▸ **Excerpted records**

--------------------------------------------------

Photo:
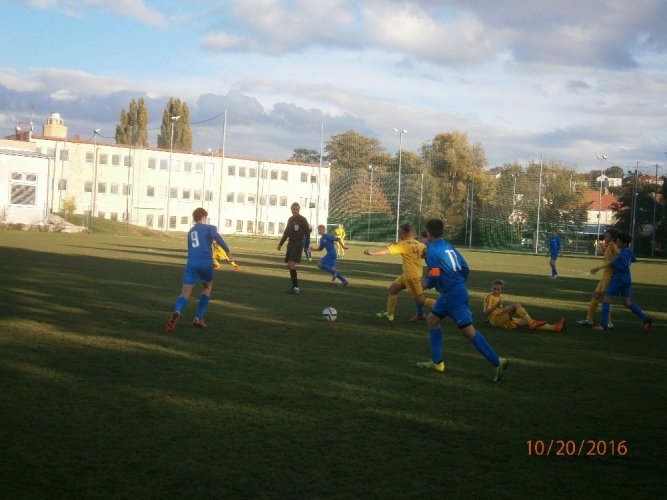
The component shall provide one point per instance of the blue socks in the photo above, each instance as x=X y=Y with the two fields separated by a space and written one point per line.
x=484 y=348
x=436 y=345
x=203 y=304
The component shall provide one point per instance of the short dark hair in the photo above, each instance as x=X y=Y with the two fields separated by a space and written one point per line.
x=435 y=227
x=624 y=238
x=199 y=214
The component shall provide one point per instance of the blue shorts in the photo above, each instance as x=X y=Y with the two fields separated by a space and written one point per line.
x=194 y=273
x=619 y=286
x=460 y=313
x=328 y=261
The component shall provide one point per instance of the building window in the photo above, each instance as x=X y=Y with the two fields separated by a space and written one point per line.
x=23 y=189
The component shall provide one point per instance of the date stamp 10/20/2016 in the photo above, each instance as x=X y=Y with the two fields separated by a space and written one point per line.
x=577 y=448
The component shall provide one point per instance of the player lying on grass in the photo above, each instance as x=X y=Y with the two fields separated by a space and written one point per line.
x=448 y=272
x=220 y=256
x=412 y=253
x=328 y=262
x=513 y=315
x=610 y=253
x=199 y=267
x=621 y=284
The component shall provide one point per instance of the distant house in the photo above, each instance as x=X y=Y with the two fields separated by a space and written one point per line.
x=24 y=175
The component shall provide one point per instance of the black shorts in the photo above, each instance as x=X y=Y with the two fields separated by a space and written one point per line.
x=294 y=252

--------------------------------------------------

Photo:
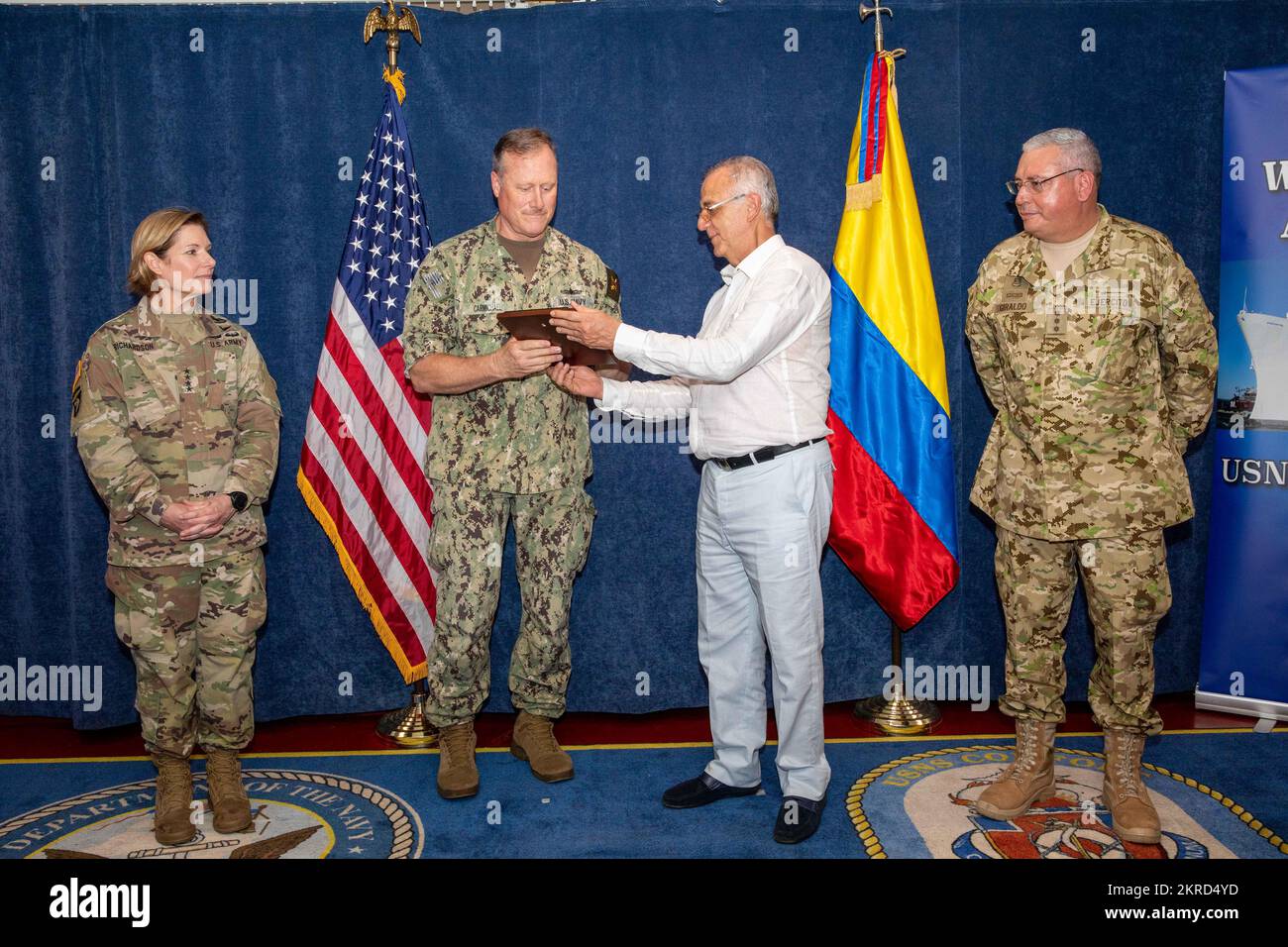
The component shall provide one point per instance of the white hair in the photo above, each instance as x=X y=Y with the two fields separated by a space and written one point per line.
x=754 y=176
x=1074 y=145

--------------------------------------------------

▸ **Your objective**
Turn everything from the line containing "The component shall provide one point per instance of the short" down to the line containing "x=199 y=214" into a numbered list, leaving out any blank lines.

▸ **Answer for the task**
1. The component shall provide one point per instance of the short dark hair in the photo above, each instance as x=X y=Y with the two fields separated by a space and written one point per line.
2. x=435 y=227
3. x=624 y=238
4. x=199 y=214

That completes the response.